··· Exercise data ···

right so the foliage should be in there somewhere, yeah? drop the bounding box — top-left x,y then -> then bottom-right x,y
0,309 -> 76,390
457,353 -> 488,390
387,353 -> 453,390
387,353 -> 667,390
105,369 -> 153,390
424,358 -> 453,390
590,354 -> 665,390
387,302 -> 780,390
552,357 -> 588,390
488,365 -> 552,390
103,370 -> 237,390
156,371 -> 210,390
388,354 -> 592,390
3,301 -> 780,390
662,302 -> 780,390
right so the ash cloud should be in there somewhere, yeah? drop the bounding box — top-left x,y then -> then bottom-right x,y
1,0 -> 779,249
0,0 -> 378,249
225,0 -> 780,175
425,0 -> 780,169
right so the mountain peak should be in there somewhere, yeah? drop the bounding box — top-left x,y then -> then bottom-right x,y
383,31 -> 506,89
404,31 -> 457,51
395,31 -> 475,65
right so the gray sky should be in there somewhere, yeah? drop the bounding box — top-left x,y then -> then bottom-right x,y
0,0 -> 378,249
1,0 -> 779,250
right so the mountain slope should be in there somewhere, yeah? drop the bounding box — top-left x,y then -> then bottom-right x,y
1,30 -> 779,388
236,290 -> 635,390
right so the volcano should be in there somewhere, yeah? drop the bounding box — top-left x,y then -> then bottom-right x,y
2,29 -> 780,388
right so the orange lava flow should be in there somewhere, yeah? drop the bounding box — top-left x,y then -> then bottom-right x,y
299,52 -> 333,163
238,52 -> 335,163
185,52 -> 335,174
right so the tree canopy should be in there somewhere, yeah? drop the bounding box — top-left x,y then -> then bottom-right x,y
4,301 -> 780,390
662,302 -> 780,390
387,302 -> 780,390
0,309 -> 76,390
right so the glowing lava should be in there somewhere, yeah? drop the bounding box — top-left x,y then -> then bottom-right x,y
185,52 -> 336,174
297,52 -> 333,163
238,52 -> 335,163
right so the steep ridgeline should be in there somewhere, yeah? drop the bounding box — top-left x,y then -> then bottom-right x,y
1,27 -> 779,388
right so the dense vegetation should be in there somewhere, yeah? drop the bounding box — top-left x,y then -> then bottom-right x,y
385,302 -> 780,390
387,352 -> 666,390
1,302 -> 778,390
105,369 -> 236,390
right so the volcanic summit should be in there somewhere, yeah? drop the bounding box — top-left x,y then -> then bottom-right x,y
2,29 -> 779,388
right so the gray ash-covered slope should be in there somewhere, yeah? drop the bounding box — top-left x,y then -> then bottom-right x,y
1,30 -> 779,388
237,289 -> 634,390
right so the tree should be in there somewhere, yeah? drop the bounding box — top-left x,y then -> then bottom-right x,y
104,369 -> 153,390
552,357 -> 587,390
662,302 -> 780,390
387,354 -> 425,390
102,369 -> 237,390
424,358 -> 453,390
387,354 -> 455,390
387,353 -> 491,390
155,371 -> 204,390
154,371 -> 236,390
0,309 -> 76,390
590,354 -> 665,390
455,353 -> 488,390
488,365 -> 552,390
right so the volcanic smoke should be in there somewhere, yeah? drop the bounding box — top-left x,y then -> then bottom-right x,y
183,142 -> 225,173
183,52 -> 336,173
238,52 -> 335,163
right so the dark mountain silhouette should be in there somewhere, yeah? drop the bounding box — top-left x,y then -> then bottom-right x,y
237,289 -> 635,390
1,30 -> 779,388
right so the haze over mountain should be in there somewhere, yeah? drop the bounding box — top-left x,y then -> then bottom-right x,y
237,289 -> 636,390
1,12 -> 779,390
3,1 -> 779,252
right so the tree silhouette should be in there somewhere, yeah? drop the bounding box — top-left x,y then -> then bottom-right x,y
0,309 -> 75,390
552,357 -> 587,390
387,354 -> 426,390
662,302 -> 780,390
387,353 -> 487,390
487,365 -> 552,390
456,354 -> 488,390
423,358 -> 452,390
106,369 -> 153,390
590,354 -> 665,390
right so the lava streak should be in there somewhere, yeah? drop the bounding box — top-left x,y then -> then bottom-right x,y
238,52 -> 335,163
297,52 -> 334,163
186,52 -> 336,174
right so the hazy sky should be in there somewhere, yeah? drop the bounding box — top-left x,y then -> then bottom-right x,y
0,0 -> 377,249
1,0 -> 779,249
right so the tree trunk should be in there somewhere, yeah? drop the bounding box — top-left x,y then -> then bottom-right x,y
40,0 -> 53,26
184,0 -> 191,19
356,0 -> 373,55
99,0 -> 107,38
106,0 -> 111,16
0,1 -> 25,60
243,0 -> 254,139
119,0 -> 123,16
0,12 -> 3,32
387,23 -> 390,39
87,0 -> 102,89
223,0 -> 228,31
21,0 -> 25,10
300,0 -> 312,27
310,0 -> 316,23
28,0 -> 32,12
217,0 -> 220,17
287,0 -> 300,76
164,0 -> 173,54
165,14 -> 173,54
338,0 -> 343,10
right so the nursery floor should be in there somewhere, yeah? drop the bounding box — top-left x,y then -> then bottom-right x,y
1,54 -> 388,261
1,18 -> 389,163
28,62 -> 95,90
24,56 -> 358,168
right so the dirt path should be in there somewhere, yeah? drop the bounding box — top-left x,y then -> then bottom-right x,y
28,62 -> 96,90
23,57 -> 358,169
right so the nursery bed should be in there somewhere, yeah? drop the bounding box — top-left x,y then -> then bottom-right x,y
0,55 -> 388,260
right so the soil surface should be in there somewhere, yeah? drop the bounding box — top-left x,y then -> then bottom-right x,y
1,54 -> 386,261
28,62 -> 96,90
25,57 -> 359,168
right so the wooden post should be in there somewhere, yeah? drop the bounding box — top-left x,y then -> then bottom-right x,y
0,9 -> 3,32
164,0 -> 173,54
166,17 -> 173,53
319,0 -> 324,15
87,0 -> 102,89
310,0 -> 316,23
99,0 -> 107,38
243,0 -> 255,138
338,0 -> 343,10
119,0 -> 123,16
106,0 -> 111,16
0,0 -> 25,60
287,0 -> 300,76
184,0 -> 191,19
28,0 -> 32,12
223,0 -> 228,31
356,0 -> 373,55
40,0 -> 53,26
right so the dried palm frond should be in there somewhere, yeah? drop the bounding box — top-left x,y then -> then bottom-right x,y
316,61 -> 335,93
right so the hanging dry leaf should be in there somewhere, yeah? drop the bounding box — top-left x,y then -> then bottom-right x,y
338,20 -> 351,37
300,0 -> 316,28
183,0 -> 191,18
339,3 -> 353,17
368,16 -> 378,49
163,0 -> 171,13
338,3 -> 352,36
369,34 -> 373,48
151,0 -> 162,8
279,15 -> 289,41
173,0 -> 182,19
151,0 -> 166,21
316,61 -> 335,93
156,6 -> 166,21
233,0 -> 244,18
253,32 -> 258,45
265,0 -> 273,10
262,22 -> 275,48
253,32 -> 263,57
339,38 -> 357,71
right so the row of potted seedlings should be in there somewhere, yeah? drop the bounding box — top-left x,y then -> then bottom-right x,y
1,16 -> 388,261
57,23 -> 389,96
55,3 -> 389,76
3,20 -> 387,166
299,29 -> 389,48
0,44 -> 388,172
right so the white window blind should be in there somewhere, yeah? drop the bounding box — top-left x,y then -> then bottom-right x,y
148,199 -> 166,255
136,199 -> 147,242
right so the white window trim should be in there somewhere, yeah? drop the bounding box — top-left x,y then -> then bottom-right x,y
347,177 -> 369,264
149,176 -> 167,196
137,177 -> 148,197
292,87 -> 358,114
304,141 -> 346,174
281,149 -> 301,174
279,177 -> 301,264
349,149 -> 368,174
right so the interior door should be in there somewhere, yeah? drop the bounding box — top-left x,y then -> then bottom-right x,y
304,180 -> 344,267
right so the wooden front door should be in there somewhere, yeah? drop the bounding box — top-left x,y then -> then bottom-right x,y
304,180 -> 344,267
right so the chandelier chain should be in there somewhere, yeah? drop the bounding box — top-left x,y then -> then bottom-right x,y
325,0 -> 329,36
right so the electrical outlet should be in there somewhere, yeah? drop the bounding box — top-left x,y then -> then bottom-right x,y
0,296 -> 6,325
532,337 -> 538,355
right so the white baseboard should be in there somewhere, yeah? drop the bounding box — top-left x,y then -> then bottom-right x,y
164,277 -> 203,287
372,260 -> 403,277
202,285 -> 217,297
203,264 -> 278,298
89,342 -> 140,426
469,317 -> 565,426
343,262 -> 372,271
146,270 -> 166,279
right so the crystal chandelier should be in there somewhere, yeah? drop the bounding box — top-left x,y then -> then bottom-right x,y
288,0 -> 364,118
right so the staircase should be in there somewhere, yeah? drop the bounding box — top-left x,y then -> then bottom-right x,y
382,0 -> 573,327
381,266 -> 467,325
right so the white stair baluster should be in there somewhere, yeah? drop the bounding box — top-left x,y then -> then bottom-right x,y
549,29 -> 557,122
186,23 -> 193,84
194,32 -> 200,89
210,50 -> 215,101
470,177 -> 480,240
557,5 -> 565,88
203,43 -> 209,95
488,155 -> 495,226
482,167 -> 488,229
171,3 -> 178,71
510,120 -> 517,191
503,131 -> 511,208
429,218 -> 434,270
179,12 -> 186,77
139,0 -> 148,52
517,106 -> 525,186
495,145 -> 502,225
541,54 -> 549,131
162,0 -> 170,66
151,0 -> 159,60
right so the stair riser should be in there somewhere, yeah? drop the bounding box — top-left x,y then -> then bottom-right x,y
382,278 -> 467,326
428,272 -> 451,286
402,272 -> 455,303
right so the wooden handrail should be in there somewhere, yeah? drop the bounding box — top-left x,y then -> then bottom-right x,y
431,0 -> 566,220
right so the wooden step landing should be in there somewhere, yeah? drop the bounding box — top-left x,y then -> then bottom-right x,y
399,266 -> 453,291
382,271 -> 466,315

···

Brief:
Using the entries above, copy exactly the lines from the one containing "right so the wooden handrail" through the last, both included.

Written response:
right so the wooden handrail should be in there somewhere, yeah? drop the bounding box — top-left x,y then -> then bottom-right x,y
431,0 -> 566,220
right so the wooden step landing should be in there somewhere, yeah? drop the bounding box — top-left x,y then -> then bottom-right x,y
399,266 -> 453,291
382,271 -> 466,315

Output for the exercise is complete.